**WHAT TO DO:**
Taking the entries below from the top, restate each line exactly and end with the line containing "box: [179, 124, 191, 138]".

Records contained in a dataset
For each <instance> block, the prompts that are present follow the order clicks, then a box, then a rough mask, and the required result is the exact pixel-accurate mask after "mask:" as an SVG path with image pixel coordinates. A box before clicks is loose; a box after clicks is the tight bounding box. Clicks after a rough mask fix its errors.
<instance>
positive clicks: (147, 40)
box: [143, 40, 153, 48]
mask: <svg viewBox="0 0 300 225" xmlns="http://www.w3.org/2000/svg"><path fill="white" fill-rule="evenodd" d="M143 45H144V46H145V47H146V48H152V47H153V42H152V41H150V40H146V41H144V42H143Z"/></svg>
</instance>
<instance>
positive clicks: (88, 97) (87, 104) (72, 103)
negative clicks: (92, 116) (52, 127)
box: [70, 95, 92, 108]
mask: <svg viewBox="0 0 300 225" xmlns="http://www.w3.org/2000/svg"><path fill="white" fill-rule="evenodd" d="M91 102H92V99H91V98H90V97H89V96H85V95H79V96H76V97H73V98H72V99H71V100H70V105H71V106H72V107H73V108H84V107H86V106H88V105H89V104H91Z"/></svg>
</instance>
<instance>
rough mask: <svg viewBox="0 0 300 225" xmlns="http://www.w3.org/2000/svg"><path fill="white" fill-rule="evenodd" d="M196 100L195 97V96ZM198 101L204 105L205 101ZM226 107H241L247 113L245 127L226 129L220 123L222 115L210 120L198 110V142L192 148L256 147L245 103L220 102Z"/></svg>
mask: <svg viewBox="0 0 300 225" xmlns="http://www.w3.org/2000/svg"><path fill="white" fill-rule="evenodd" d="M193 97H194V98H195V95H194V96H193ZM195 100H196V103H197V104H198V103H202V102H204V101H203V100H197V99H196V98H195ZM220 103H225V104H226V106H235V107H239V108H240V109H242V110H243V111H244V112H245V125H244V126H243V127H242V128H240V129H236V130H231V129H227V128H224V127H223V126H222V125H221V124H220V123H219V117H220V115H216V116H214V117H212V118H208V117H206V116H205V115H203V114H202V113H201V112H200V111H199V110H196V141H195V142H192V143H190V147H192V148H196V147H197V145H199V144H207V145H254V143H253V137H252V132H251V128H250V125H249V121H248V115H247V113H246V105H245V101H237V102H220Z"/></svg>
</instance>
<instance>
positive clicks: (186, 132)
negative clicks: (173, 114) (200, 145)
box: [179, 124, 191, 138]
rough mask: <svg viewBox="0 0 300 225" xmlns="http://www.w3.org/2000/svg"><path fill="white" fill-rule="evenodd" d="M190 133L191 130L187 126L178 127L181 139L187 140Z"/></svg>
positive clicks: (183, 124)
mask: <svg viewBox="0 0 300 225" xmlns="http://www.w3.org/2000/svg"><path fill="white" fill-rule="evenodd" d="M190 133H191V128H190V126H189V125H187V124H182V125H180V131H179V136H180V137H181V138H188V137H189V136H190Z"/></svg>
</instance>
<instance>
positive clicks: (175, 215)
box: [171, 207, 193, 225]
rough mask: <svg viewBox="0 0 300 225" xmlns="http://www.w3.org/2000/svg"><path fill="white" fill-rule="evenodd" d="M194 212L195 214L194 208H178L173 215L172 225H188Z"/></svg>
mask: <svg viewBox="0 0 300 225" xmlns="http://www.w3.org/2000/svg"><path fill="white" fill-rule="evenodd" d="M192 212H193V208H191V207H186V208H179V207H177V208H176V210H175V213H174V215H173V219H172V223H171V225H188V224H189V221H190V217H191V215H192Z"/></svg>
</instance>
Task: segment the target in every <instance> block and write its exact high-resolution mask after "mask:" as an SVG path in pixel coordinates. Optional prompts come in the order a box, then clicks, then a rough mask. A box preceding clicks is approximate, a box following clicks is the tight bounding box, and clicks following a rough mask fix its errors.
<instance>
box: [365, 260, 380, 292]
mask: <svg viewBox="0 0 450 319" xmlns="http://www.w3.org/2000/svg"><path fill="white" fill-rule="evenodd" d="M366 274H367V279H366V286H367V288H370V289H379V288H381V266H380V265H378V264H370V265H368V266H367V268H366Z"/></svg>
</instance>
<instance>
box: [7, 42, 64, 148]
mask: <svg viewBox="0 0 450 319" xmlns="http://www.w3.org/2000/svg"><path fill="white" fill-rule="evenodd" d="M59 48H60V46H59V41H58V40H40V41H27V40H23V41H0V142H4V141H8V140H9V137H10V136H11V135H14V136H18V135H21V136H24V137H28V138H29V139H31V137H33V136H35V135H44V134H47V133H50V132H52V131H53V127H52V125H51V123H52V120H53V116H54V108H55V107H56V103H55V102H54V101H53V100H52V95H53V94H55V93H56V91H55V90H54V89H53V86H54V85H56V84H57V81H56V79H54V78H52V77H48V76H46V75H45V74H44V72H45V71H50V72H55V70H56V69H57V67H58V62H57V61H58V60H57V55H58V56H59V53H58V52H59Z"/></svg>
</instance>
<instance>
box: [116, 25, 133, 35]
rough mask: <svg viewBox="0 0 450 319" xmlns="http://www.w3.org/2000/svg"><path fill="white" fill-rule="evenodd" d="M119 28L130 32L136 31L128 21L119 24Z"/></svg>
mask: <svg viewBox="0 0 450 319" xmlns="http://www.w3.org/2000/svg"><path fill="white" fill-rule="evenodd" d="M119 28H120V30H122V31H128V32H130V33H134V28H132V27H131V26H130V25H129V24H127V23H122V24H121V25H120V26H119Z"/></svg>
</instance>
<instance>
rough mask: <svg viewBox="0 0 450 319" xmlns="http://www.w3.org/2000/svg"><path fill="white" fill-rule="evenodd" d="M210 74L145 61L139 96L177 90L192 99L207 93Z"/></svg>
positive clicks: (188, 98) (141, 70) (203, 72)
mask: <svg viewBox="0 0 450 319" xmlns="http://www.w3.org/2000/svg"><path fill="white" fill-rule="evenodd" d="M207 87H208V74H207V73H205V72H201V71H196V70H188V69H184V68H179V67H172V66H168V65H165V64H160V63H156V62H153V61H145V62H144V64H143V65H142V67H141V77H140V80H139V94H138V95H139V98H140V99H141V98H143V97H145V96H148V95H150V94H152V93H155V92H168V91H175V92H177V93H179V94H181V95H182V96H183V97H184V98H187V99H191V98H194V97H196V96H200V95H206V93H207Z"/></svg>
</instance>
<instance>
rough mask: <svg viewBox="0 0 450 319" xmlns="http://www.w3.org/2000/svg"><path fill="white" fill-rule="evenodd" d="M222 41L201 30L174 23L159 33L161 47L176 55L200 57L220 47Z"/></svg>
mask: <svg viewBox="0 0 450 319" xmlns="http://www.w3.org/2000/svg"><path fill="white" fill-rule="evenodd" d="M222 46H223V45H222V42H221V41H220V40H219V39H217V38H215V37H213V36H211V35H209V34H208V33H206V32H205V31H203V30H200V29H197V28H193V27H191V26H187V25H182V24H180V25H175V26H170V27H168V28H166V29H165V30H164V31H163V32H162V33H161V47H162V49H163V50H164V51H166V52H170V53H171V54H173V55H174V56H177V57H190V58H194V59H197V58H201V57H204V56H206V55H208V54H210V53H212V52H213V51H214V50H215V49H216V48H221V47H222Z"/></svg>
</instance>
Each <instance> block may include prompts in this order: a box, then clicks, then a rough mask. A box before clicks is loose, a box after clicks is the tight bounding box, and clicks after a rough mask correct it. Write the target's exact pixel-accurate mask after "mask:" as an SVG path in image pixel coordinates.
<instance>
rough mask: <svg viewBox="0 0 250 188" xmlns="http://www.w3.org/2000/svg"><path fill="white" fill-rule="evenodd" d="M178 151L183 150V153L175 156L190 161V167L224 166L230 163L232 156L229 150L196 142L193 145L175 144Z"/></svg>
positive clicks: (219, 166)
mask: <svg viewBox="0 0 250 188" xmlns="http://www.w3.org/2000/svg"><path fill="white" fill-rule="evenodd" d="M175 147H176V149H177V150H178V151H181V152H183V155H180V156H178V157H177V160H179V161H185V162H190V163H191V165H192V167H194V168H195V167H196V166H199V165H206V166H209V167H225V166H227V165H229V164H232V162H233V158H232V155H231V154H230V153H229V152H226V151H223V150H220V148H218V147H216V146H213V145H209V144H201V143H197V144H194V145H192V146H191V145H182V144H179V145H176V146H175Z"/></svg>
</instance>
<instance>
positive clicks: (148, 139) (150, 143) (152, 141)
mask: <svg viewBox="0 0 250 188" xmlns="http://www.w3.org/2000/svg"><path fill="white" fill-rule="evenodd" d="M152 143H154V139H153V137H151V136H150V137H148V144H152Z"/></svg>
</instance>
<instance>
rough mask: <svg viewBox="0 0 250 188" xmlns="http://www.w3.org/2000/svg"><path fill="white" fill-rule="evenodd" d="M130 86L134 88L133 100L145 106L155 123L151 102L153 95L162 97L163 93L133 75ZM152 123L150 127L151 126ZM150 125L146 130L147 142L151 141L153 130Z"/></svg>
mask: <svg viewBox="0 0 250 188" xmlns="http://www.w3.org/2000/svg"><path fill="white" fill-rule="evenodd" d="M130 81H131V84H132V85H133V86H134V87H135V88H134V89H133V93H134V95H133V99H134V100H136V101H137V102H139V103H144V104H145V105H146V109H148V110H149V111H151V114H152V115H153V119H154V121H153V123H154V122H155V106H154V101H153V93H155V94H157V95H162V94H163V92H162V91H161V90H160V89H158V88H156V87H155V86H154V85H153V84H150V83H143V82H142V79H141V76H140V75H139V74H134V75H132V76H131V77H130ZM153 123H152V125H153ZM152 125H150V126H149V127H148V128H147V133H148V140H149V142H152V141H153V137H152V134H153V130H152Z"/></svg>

**EXPECTED ANSWER:**
For each <instance> block, the prompts that are present follow the order clicks, then a box, then a rough mask, and the required result is the exact pixel-accurate mask after "mask:" as an SVG path with image pixel coordinates. A box before clicks is loose; a box after clicks is the tight bounding box. Clicks after a rough mask fix its errors.
<instance>
positive clicks: (147, 40)
box: [143, 40, 153, 48]
mask: <svg viewBox="0 0 300 225" xmlns="http://www.w3.org/2000/svg"><path fill="white" fill-rule="evenodd" d="M143 45H144V46H145V47H146V48H152V47H153V42H152V41H150V40H146V41H144V42H143Z"/></svg>
</instance>
<instance>
positive clicks: (88, 97) (87, 104) (72, 103)
negative clicks: (92, 116) (52, 127)
box: [70, 95, 92, 108]
mask: <svg viewBox="0 0 300 225" xmlns="http://www.w3.org/2000/svg"><path fill="white" fill-rule="evenodd" d="M91 102H92V99H91V98H90V97H89V96H85V95H79V96H76V97H73V98H72V99H71V100H70V105H71V106H72V107H73V108H84V107H86V106H88V105H89V104H91Z"/></svg>
</instance>
<instance>
rough mask: <svg viewBox="0 0 300 225" xmlns="http://www.w3.org/2000/svg"><path fill="white" fill-rule="evenodd" d="M196 100L195 97V96ZM198 101L204 105L205 101ZM226 107H241L247 113L245 127L226 129L220 123L222 115L210 120L198 110V142L192 148L256 147L245 103L220 102Z"/></svg>
mask: <svg viewBox="0 0 300 225" xmlns="http://www.w3.org/2000/svg"><path fill="white" fill-rule="evenodd" d="M193 97H194V98H195V95H194V96H193ZM195 100H196V103H197V104H198V103H202V102H204V101H203V100H197V99H196V98H195ZM220 103H225V104H226V106H235V107H239V108H240V109H242V110H243V111H244V112H245V125H244V126H243V127H242V128H240V129H236V130H231V129H227V128H224V127H223V126H222V125H221V124H220V123H219V117H220V115H216V116H214V117H212V118H208V117H206V116H205V115H203V114H202V113H201V112H200V111H199V110H196V141H195V142H192V143H190V147H192V148H196V147H197V145H199V144H207V145H254V143H253V137H252V132H251V128H250V125H249V121H248V115H247V113H246V105H245V101H237V102H220Z"/></svg>
</instance>
<instance>
positive clicks: (186, 132)
negative clicks: (173, 114) (200, 145)
box: [179, 124, 191, 138]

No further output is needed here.